[Coordinate annotation rows]
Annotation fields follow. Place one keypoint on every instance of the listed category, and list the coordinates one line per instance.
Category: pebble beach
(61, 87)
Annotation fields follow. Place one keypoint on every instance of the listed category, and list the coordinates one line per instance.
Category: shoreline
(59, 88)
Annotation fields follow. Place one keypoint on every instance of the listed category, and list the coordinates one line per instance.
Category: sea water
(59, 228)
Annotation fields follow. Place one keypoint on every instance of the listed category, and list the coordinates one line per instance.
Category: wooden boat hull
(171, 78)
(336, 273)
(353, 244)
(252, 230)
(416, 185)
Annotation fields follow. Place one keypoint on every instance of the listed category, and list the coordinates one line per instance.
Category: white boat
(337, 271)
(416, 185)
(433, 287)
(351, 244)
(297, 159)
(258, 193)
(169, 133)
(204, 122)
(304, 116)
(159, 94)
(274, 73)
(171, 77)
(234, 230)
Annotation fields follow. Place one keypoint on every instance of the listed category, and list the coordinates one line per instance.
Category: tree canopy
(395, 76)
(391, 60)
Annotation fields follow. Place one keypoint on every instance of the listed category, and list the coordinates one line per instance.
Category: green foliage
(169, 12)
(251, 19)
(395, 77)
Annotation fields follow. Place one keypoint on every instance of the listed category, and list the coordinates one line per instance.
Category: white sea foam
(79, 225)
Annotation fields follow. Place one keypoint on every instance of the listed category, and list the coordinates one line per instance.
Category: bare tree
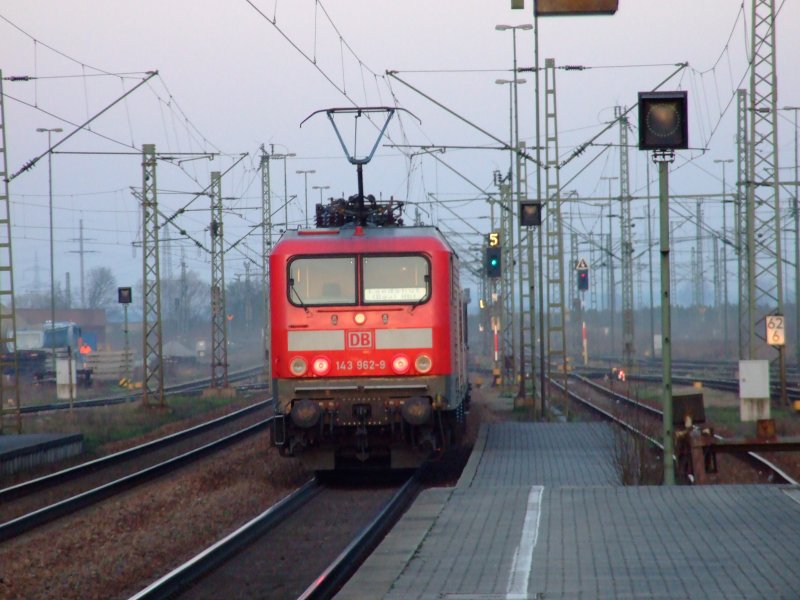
(101, 286)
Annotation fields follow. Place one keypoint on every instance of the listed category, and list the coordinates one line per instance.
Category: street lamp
(275, 156)
(611, 283)
(320, 188)
(49, 133)
(305, 175)
(724, 162)
(515, 151)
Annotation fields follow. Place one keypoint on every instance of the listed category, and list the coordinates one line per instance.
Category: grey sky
(230, 80)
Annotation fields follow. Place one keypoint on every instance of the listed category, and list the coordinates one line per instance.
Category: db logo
(359, 339)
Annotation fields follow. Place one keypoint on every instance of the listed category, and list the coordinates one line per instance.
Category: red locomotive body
(368, 348)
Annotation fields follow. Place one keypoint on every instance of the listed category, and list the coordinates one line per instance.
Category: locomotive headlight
(305, 413)
(400, 364)
(298, 366)
(423, 363)
(416, 411)
(321, 365)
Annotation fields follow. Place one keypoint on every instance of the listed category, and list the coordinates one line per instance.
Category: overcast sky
(235, 75)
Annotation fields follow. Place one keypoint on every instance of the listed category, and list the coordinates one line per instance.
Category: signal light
(663, 121)
(400, 364)
(423, 363)
(298, 366)
(583, 279)
(494, 266)
(321, 365)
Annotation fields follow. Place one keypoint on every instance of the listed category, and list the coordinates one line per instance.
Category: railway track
(777, 475)
(331, 530)
(32, 504)
(179, 388)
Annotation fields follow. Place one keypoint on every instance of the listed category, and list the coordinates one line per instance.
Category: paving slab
(539, 513)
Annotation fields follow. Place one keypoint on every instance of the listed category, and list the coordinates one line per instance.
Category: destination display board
(576, 7)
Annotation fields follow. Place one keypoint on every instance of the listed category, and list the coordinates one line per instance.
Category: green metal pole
(666, 326)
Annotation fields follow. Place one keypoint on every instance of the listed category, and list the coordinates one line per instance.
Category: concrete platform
(539, 513)
(20, 452)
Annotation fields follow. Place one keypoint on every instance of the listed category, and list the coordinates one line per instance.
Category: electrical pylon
(9, 367)
(763, 191)
(554, 244)
(266, 247)
(219, 329)
(626, 241)
(740, 218)
(153, 372)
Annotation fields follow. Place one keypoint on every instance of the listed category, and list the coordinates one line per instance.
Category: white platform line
(519, 575)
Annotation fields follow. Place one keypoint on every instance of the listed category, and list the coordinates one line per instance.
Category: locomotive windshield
(322, 280)
(395, 279)
(331, 280)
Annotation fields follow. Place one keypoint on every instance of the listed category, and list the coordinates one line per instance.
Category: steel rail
(755, 457)
(39, 517)
(346, 564)
(124, 398)
(70, 474)
(189, 572)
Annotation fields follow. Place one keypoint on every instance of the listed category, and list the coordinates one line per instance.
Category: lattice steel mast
(556, 322)
(219, 330)
(266, 247)
(626, 243)
(153, 379)
(763, 197)
(9, 369)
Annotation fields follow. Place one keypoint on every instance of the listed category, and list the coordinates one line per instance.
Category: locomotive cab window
(395, 279)
(322, 281)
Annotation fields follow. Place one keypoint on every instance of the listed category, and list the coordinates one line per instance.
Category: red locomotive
(368, 349)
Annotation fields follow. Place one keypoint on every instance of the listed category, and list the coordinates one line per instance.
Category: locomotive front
(367, 352)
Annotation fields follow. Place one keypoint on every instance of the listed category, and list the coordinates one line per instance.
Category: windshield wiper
(297, 295)
(425, 296)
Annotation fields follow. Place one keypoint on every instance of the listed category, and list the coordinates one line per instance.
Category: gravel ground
(115, 549)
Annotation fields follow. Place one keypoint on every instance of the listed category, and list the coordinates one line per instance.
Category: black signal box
(663, 121)
(124, 295)
(530, 214)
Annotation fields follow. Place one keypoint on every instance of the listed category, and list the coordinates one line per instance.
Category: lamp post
(320, 188)
(49, 133)
(611, 283)
(796, 235)
(723, 162)
(305, 175)
(514, 83)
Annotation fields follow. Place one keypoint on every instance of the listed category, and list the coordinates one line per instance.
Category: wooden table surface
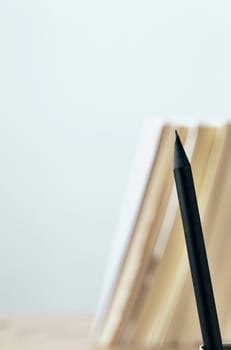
(39, 332)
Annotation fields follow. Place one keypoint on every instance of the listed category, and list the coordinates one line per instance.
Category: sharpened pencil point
(180, 158)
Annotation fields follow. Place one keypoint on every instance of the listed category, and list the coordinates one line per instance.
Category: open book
(148, 297)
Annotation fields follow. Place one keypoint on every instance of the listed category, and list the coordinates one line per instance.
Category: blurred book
(148, 297)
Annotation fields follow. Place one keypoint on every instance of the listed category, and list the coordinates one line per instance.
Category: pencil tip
(180, 158)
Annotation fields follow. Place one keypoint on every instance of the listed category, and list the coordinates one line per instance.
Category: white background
(77, 79)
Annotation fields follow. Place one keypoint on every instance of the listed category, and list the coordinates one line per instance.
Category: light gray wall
(77, 78)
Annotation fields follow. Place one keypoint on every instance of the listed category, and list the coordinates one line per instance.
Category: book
(148, 298)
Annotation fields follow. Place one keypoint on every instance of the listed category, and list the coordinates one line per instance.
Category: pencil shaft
(197, 254)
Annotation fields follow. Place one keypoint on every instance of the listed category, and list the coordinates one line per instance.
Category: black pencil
(196, 249)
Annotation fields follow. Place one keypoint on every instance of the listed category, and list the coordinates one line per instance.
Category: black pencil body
(196, 250)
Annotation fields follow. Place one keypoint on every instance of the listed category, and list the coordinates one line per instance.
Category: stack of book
(149, 297)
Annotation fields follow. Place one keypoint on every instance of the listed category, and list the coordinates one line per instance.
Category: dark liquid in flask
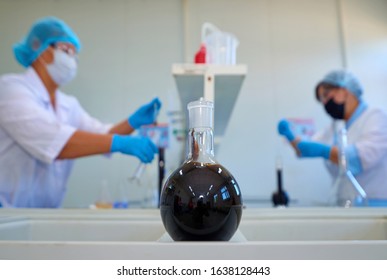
(201, 202)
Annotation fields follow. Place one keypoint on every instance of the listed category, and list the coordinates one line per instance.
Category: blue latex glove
(146, 114)
(141, 147)
(284, 130)
(313, 149)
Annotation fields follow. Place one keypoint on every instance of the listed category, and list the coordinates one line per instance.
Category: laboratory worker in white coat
(43, 129)
(341, 94)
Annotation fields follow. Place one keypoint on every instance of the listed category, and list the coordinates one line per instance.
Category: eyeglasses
(324, 93)
(67, 48)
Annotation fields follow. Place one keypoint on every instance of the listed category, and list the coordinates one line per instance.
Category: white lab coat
(367, 136)
(32, 135)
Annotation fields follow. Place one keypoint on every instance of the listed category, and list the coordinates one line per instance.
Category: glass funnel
(346, 190)
(201, 200)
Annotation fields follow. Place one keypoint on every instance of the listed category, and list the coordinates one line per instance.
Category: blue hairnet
(45, 31)
(344, 79)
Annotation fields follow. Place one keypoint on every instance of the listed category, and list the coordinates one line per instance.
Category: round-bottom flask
(201, 200)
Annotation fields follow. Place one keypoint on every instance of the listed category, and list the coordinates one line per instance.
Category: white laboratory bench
(264, 233)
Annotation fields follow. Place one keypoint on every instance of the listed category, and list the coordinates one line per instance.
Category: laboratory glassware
(346, 190)
(280, 197)
(201, 200)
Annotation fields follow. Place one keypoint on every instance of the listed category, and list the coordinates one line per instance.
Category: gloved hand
(284, 130)
(141, 147)
(146, 114)
(313, 149)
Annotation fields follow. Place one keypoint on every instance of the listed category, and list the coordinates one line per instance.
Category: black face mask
(335, 110)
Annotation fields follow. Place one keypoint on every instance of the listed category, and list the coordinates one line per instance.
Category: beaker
(201, 200)
(346, 190)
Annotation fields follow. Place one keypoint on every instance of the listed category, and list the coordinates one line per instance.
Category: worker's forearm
(83, 143)
(122, 128)
(334, 155)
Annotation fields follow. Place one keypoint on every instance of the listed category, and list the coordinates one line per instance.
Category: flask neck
(201, 145)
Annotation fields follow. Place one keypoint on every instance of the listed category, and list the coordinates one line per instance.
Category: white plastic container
(221, 46)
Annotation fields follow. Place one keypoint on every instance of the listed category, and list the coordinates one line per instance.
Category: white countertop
(264, 233)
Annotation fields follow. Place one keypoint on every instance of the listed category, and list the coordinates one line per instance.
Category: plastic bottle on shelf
(200, 56)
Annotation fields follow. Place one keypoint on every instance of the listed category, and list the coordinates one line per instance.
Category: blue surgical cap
(45, 31)
(344, 79)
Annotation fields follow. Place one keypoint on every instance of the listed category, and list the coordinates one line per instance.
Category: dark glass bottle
(201, 200)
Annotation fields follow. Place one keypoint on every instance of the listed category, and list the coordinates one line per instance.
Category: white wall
(288, 45)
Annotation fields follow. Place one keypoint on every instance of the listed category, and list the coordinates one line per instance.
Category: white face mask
(64, 67)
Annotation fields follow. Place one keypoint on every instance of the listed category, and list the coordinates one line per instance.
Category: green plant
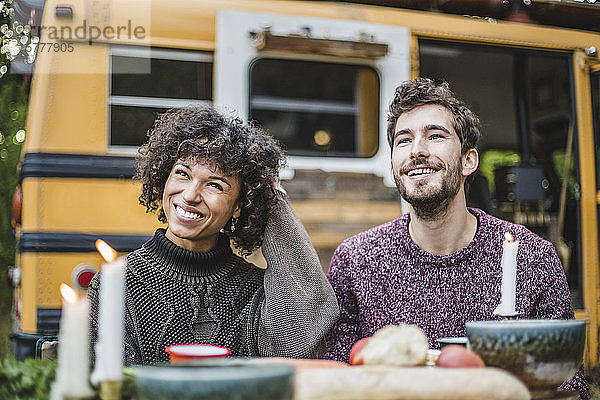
(32, 379)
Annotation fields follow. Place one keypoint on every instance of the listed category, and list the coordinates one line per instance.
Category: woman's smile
(198, 201)
(188, 215)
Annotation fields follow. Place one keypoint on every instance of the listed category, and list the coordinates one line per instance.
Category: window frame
(149, 53)
(235, 51)
(274, 103)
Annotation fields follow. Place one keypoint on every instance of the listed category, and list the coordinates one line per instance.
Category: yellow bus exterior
(69, 115)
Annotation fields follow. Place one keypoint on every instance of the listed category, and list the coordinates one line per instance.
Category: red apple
(457, 356)
(355, 358)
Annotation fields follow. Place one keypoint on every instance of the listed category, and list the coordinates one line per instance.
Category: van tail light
(82, 275)
(15, 216)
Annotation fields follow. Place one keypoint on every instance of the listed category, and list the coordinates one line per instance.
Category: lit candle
(109, 345)
(509, 277)
(73, 357)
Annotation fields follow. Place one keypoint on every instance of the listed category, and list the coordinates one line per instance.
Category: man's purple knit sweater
(382, 277)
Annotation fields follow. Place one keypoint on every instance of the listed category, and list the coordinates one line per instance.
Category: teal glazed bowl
(542, 353)
(214, 381)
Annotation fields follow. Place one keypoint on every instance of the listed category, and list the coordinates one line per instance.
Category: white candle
(73, 341)
(509, 276)
(109, 345)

EXERCISE
Locate every line in the rows above that contains the word "wall", and copy each such line in full.

WRITTEN REPLY
Category: light gray wall
Category: white wall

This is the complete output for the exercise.